Work to complete: Would you copy out the whole listing exactly as given?

════════════════════

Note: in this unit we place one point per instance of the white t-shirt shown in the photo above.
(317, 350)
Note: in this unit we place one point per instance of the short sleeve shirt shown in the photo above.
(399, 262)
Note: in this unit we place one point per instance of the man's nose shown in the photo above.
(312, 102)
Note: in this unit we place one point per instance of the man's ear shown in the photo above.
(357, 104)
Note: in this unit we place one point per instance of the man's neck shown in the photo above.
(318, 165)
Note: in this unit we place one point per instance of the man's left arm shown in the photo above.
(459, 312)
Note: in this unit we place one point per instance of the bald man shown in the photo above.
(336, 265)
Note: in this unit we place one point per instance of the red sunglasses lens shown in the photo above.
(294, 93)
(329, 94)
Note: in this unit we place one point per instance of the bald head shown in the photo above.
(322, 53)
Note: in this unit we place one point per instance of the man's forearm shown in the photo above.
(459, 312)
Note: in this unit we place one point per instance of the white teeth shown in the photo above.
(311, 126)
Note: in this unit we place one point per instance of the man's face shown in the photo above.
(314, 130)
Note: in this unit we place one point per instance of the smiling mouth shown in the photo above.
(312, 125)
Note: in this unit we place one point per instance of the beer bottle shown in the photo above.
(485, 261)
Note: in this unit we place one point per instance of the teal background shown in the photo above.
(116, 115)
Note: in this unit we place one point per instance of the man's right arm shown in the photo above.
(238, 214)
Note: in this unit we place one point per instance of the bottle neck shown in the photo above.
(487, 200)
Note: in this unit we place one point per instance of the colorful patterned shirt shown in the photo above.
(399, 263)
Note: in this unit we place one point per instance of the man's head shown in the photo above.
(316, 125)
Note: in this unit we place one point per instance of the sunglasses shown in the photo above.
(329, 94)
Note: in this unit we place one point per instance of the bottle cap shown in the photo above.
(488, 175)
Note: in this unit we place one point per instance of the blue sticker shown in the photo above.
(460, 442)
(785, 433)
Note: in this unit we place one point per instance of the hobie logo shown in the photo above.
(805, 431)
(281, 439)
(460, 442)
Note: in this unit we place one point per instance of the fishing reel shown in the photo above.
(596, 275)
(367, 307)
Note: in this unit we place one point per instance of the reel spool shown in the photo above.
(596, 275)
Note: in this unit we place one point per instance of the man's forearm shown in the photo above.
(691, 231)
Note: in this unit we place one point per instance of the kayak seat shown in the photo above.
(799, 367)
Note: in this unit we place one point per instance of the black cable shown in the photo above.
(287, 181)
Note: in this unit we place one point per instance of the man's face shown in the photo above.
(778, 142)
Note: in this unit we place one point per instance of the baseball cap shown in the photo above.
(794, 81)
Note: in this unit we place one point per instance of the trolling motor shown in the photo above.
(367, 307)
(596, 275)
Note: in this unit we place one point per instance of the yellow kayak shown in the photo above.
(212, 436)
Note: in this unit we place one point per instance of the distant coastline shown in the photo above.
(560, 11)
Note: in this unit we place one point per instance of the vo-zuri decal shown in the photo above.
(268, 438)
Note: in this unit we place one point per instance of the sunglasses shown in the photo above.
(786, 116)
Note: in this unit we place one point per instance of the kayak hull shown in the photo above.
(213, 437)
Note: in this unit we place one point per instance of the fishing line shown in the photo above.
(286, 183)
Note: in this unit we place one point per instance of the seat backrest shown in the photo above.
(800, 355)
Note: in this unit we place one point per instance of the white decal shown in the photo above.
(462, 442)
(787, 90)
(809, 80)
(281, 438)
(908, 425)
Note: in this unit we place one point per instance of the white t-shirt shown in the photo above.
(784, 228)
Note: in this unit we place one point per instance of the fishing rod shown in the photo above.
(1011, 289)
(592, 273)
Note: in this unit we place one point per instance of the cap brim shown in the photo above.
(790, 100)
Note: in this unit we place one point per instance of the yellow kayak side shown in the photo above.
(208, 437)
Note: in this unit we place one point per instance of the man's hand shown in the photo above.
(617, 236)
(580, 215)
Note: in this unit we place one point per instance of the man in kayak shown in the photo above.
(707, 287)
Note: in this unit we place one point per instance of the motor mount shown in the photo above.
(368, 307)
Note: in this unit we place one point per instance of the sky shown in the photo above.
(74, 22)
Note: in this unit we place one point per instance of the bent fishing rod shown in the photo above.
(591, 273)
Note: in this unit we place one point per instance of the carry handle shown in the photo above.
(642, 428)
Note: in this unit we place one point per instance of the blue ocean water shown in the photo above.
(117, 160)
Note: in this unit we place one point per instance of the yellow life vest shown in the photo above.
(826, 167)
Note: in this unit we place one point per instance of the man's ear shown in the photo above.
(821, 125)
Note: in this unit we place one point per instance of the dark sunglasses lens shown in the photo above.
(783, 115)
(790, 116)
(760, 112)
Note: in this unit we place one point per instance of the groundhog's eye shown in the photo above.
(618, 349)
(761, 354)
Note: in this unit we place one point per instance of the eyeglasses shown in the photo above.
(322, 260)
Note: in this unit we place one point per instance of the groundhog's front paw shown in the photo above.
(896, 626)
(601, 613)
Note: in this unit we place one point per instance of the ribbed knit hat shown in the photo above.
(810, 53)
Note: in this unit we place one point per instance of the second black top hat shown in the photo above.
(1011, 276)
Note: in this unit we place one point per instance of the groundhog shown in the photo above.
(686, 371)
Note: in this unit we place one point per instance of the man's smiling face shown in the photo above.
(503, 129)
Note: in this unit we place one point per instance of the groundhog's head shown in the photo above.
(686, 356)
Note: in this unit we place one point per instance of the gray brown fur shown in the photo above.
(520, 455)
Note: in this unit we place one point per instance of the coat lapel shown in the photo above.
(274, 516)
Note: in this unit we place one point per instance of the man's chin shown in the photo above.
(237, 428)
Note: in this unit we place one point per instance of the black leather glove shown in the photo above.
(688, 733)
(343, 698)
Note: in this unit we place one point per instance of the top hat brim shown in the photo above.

════════════════════

Finished answer:
Note: in this unit we place one point per instance of the white t-shirt shown in the photo above.
(317, 350)
Note: in this unit we place one point per instance of the short sleeve shirt shown in the photo above.
(399, 262)
Note: in this unit we place one point per instance of the man's nose shown in the photo above.
(312, 102)
Note: in this unit we place one point per instance of the man's ear shown in the photo above.
(357, 104)
Note: in this unit we place one point per instance of the man's neck shown in the photo above.
(318, 165)
Note: in this unit we place one point per instance of the man's left arm shown in the photo above.
(459, 312)
Note: in this unit we place one point per instance of the bald man shown in the photo above.
(336, 265)
Note: in this unit we place one point per instance of the red sunglasses lens shown in the photo above.
(294, 93)
(329, 94)
Note: in this unit we place one point per instance of the bald head shown in the photo above.
(322, 53)
Note: in this unit we place one point per instance of the man's forearm shown in the photo above.
(459, 312)
Note: in this unit we place one point per instance of the white teeth shown in the photo above.
(311, 126)
Note: in this unit we place one point per instance of the man's face shown in the photo above.
(314, 130)
Note: in this unit we place one point per instance of the smiling mouth shown in the photo above.
(312, 125)
Note: in this unit we place one point per instance of the beer bottle shown in the photo above.
(485, 261)
Note: in this unit we place one point per instance of the teal background shown in the photo above.
(116, 115)
Note: in this unit we place one point per instance of the man's right arm shown in the photo above.
(238, 214)
Note: in this unit we place one point per instance of the bottle neck shown in the photo above.
(487, 200)
Note: in this unit we place one point per instance of the colorful patterned shirt shown in the photo above.
(399, 263)
Note: in this unit we place one point per instance of the man's head shown in the photo above.
(316, 125)
Note: in this unit we place one point per instance of the sunglasses shown in the photo above.
(329, 94)
Note: in this unit we place one point per instance of the bottle cap shown in the photo above.
(488, 175)
Note: in this unit we place one point per instance of the blue sticker shown in the photo above.
(460, 442)
(785, 433)
Note: in this unit we place one point per instance of the hobie logo shown in the photo above.
(805, 431)
(281, 439)
(460, 442)
Note: in this unit we place one point per instance of the fishing reel shown in the photo above.
(596, 275)
(367, 307)
Note: in this unit we place one point per instance of the reel spool shown in the photo above.
(596, 275)
Note: in this unit we place one point per instance of the man's forearm shown in the photo above.
(691, 231)
Note: in this unit we place one point per instance of the kayak seat shown in the photo above.
(799, 367)
Note: in this unit we place one point per instance of the black cable shown in the photo above.
(287, 181)
Note: in this unit we place one point per instance of the man's face shown in the photo above.
(778, 142)
Note: in this unit we place one point per instance of the baseball cap shown in the photo above.
(794, 81)
Note: in this unit we place one point per instance of the trolling motor shown in the photo above.
(367, 307)
(596, 275)
Note: in this unit we place one point per instance of the yellow kayak shown in the photo above.
(212, 436)
Note: in this unit we place one point per instance of the distant coastline shown in the photo above.
(560, 11)
Note: in this unit we place one point per instance of the vo-zuri decal shown in the photo above.
(268, 438)
Note: in this unit we place one point per instance of the sunglasses shown in the photo above.
(786, 116)
Note: in this unit we place one point per instance of the kayak hull shown in the photo above.
(213, 437)
Note: in this unit we place one point per instance of the fishing line shown in the photo above.
(286, 183)
Note: in this unit we place one point per instance of the seat backrest shown in the photo above.
(800, 355)
Note: in this unit we place one point per instance of the white decal shown in the photo above.
(462, 442)
(787, 90)
(809, 80)
(281, 438)
(908, 425)
Note: in this unit we place one point per instance of the white t-shirt shown in the photo above.
(784, 228)
Note: in this unit we place one point per instance of the fishing rod shown in the photo above.
(1011, 289)
(592, 273)
Note: in this unit we place one point per instance of the cap brim shown in the photo above.
(790, 100)
Note: in this unit we place one point per instance of the yellow kayak side shown in the photo above.
(208, 437)
Note: in this unit we place one point per instance of the man's hand shown in the photo above.
(617, 236)
(580, 215)
Note: in this unit we place one point per instance of the man in kayak shown in the photo above.
(707, 287)
Note: in this unit we place one point per instance of the motor mount shown in the photo above.
(368, 307)
Note: in this unit we place one point per instance of the sky shown in the photo above.
(74, 22)
Note: in this unit we place one point per instance of the bent fishing rod shown in the photo above.
(591, 273)
Note: in this unit we place one point per instance of the carry handle shown in the photo above.
(642, 428)
Note: in this unit we place one point per instance of the blue ocean water shown in the photo above.
(117, 160)
Note: in this unit we place one point per instance of the yellow life vest shown in the photo above.
(826, 167)
Note: in this unit we place one point per instance of the man's ear shown in the photo above.
(821, 125)
Note: in this unit we place one point per instance of the dark sunglasses lens shown in the photo above.
(783, 115)
(790, 116)
(760, 112)
Note: in this unit we place one point per instance of the groundhog's eye shown in the photo above.
(618, 349)
(761, 354)
Note: in this unit we place one point per instance of the eyeglasses shown in the photo above.
(322, 260)
Note: in this unit we place one point per instance of the groundhog's front paw shown in the photo above.
(896, 626)
(601, 613)
Note: in this unit we place one point per instance of the ribbed knit hat shown in the photo above.
(810, 53)
Note: in this unit we place one point per instance of the second black top hat shown in the photo above.
(1011, 276)
Note: in this unit we place one point per instance of the groundhog shown in the photo above.
(686, 371)
Note: in this unit we place one point per instance of the man's smiling face shown in the photo above.
(503, 129)
Note: in this unit we place one point per instance of the groundhog's head shown in the photo above.
(686, 356)
Note: in this unit we place one point per instance of the gray brown fur shown in the photo above.
(520, 455)
Note: in this unit we place one point per instance of the coat lapel shown in the photo above.
(274, 516)
Note: in this unit we place one point per instance of the man's chin shown in the photo above.
(237, 428)
Note: in this unit we place one point per instance of the black leather glove shown in the photo above.
(688, 733)
(343, 698)
Note: in this unit we place one point per instance of the top hat brim shown in the photo above.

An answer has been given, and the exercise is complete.